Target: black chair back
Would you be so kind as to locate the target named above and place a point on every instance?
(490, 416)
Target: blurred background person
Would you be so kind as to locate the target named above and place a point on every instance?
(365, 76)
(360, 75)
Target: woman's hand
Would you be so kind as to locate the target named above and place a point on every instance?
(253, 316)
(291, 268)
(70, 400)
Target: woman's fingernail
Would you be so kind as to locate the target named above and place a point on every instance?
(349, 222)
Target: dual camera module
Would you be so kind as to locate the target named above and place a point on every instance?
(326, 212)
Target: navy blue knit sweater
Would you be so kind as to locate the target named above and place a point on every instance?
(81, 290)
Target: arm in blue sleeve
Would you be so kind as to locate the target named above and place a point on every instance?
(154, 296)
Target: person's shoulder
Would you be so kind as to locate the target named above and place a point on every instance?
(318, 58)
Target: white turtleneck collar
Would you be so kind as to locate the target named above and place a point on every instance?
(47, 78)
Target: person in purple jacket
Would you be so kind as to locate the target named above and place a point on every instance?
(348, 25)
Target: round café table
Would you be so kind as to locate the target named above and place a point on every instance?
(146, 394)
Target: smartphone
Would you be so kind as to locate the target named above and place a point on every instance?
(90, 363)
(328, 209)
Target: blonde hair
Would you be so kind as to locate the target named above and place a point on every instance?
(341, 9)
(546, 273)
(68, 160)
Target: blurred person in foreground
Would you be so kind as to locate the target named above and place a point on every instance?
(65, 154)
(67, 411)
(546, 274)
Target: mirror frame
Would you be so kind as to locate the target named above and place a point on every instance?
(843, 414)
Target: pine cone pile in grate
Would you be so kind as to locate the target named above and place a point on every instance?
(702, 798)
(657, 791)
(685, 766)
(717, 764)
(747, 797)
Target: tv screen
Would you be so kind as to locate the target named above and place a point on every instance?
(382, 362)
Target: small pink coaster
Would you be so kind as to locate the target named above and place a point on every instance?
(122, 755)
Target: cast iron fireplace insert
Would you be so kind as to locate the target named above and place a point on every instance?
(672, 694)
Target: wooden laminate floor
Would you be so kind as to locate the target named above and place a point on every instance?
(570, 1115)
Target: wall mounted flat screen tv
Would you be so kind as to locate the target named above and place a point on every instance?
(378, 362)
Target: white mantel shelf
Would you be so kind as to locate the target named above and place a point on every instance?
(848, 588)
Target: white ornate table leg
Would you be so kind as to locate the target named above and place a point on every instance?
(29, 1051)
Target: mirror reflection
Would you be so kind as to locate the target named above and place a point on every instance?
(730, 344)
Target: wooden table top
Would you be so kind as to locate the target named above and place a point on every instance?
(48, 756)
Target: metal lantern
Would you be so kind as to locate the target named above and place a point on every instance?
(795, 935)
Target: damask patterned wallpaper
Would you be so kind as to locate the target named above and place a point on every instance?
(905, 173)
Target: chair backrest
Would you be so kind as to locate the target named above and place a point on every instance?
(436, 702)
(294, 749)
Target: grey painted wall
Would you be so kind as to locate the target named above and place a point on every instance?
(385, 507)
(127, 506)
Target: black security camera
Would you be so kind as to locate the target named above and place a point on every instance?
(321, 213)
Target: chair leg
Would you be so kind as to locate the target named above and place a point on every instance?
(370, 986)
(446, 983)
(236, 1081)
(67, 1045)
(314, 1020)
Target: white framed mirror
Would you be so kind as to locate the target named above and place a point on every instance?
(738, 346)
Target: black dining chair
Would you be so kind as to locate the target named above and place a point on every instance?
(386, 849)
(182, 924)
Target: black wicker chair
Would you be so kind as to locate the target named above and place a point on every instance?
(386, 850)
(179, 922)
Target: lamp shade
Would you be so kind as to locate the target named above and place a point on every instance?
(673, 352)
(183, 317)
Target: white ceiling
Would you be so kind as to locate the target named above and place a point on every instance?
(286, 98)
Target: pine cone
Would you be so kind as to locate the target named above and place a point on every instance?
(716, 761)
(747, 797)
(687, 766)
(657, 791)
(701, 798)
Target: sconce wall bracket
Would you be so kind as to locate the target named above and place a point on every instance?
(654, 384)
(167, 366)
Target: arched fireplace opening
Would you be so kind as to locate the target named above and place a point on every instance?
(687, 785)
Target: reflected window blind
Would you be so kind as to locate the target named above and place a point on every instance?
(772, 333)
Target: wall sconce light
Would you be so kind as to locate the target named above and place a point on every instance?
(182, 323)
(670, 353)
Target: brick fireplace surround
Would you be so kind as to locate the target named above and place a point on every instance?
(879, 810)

* Task objective *
Keep the wording exact. Give all of the records again.

* Written response *
Target: black chair back
Would you be so kind as to locate the target named above and place a point on every instance?
(490, 416)
Target: blurred background person
Would you be so kind as to locate the target named above and place a point on every instance?
(365, 76)
(360, 75)
Target: woman's hand
Would you be so kind as to locate the target named above and place a point on every instance?
(253, 316)
(291, 268)
(70, 400)
Target: woman's fingernail
Would you be so kind as to locate the target named above and place a point on every instance?
(349, 222)
Target: dual camera module
Would you be so kind as to locate the target named above and place a point on every instance?
(326, 212)
Target: navy blue knit sweater
Would you be so kind as to locate the target named above and place a point on every instance?
(81, 290)
Target: arm in blue sleeve
Would you be so kind as to locate the target named above and place a point on every instance?
(154, 296)
Target: person's shoulder
Would you be so kind as to locate the target named above and place a point on every instance?
(318, 58)
Target: white turtleneck collar
Would you be so kind as to locate the target named above and place a point on every instance?
(47, 78)
Target: person in purple jacket
Would you be so kind as to locate the target named above and place a point on every instance?
(348, 25)
Target: round café table
Would you be so kind as to locate the target named above and place a point on every instance?
(146, 394)
Target: smartphone
Would you be so kind as to locate the target named above and place a point on every instance?
(90, 363)
(328, 209)
Target: blonde hair
Would you be so kind as to locate the target named above and place a point on every instance?
(341, 9)
(546, 273)
(68, 160)
Target: blurred person in foreground
Would you be so kind as to locate the target named above and place a point on every instance?
(65, 154)
(67, 411)
(546, 274)
Target: mirror frame
Would you be so kind as to locate the target named above and place a point on every instance?
(843, 414)
Target: pine cone pile in grate
Would you be so kind as to locate the target named above and place a point on every instance?
(702, 798)
(657, 791)
(685, 766)
(717, 764)
(747, 797)
Target: tv screen
Would you be so kind as to locate the target named above and place a point on every instance?
(382, 362)
Target: small pink coaster
Would you be so kind as to locate the target named above and place a point on every instance?
(122, 755)
Target: cast iron fireplace insert
Would you be so kind as to locate the target named above and place a point on every instance?
(672, 694)
Target: wooden laminate floor
Would you be so kind as to locate the target named above and place a point on every instance?
(570, 1115)
Target: wall mounted flat screen tv
Would you be so kind as to locate the target named above and place a point on every instance?
(378, 362)
Target: white mantel shelf
Would you be so kind as to locate the target named above and place a point on every instance?
(848, 588)
Target: white ornate table leg
Would you be so kind as to locate the target named above and place a point on every instance?
(29, 1051)
Target: mirror reflection
Would you be so kind as to locate the target named above and place a point on every instance?
(730, 344)
Target: wooden table top
Would you be so kind as to locate the target named above and place a point on every instance?
(48, 756)
Target: metal lantern
Would you be so kind as to locate the target named above and place a point on every instance?
(795, 935)
Target: damask patterned wallpaper
Would you be so kind as to locate the target named above and place a point on every instance?
(905, 173)
Target: chair backrest
Would you be so kind as to locate the target named above and place a point on every instance?
(436, 702)
(294, 749)
Target: grey painted wall
Would you be so kind as to locate the target named above and place a point on every instance?
(385, 507)
(127, 506)
Target: black security camera
Would you be so kind as to locate the target named above and place a point on every instance?
(321, 213)
Target: chair leg
Would you be so kind as to locate the target named above and place a point on every instance?
(370, 986)
(446, 983)
(236, 1081)
(67, 1045)
(314, 1020)
Target: white framed mirror
Would you be so kind as to locate the target named above and place a point on every instance?
(738, 346)
Target: black dining chair
Would you be so kind as to locate the target named above and place a point on every instance?
(386, 849)
(182, 924)
Target: black wicker chair
Would you be so kind as to locate the target named above and place a point on every instance?
(386, 850)
(179, 922)
Target: lamp shade
Would you be so kind as to locate the target named above and place a point on every instance?
(673, 352)
(183, 317)
Target: white ceiling
Would you be so kind as to locate the target named above and place a point on every instance?
(286, 98)
Target: pine cone
Would you be so kind as to locate the target named above and place a point on every instance?
(716, 761)
(747, 797)
(687, 766)
(657, 791)
(701, 798)
Target: sconce wall bracket
Would you be so kind as to locate the target named above and place a point on every instance?
(654, 384)
(167, 366)
Target: arched fireplace opening
Would you be so kind as to locate the target named above and place a point on every instance?
(687, 785)
Target: reflected window blind
Would you be so kind as to locate the target named above and place a point on every instance?
(772, 333)
Target: wall sconce light
Would you be so kind as to locate the target named above and place a point on every instance?
(182, 323)
(670, 353)
Target: brick fireplace surround
Would you be so kind as to locate the target named above and place a point on every instance?
(879, 810)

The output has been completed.